**Set task**: Extract every row below and reproduce each line verbatim, with no changes.

**Entries provided**:
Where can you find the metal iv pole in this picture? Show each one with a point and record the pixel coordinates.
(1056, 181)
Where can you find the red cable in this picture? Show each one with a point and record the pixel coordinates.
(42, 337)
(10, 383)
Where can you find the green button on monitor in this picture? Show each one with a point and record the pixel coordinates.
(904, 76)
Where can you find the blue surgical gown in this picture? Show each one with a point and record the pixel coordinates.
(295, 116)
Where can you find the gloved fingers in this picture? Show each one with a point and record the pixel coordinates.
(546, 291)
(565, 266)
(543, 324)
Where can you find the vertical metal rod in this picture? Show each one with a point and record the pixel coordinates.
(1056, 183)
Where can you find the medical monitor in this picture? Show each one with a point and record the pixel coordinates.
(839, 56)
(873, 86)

**Worked solution**:
Where can you find the metal iv pole in this picture? Show each one with a point and record the pixel coordinates.
(1056, 181)
Where can you find the red cable in this picture? Show each one with a point and record the pixel coordinates.
(42, 337)
(10, 383)
Where can you find the green button on monitor in this picture? Show each one with a point and record the pixel coordinates.
(904, 76)
Where can you find the blue surgical gown in this picture? Show each one with a point and record the pixel coordinates.
(295, 116)
Where can you find the gloved fingers in this picture? Show each one with a point and record the pixel coordinates.
(546, 291)
(565, 266)
(543, 324)
Where can you find the vertical metal rod in this picture? Show each one with a point and record the pixel coordinates.
(1056, 183)
Where can you find the medical monitor in this picture? Show each one with a point and record the pixel coordinates.
(839, 56)
(873, 86)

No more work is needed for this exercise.